• PROBLEM: Lines that include the string "frame" are the ones to copy from the entries below.

[Stored data entries]
******************************

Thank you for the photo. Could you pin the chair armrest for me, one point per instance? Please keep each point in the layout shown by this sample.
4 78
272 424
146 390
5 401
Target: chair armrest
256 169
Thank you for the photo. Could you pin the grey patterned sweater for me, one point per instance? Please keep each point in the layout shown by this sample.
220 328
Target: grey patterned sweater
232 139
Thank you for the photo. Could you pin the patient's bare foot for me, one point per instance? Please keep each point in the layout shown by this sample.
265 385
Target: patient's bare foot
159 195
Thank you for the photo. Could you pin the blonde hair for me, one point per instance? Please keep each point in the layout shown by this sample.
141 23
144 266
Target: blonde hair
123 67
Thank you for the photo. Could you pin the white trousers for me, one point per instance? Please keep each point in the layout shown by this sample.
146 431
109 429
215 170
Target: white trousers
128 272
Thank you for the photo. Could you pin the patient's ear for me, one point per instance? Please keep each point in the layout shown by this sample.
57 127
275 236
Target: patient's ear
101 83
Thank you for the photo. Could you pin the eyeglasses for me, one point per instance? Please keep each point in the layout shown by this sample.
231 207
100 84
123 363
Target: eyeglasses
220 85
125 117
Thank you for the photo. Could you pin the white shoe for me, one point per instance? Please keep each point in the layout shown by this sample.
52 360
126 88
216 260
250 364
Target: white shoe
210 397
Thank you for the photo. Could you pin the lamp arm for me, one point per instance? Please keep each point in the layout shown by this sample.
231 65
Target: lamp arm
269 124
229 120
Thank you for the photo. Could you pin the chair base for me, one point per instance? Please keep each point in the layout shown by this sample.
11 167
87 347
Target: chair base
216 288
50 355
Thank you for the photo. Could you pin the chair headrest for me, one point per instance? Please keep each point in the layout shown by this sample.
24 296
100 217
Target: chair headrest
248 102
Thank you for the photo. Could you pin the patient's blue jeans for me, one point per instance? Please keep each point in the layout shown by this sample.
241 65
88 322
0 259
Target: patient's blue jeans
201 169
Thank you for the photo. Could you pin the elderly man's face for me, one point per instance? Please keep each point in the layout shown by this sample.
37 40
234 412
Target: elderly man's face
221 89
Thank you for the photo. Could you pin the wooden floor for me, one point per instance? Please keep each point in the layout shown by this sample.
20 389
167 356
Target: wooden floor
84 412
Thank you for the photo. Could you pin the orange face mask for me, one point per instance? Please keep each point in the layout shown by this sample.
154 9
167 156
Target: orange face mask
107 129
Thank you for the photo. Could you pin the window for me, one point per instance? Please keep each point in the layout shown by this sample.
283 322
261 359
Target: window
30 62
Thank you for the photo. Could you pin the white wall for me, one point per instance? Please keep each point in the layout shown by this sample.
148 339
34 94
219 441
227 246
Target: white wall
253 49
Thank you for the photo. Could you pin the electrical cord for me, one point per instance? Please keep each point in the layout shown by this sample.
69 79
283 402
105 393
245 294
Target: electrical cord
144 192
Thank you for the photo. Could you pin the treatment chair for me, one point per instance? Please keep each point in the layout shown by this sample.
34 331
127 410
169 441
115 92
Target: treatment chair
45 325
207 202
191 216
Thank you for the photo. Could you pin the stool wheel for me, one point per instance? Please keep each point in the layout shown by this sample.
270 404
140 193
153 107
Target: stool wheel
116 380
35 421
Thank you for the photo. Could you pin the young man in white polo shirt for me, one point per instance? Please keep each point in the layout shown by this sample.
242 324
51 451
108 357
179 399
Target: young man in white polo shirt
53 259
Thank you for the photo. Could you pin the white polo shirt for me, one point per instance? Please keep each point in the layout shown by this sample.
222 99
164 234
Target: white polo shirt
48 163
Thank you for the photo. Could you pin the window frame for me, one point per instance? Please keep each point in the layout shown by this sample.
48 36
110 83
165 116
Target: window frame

******************************

• SOLUTION:
Thank you for the photo. Could you pin the window frame for me, one point per instance? Please keep each point in the layout shown by this sample.
Target: window frame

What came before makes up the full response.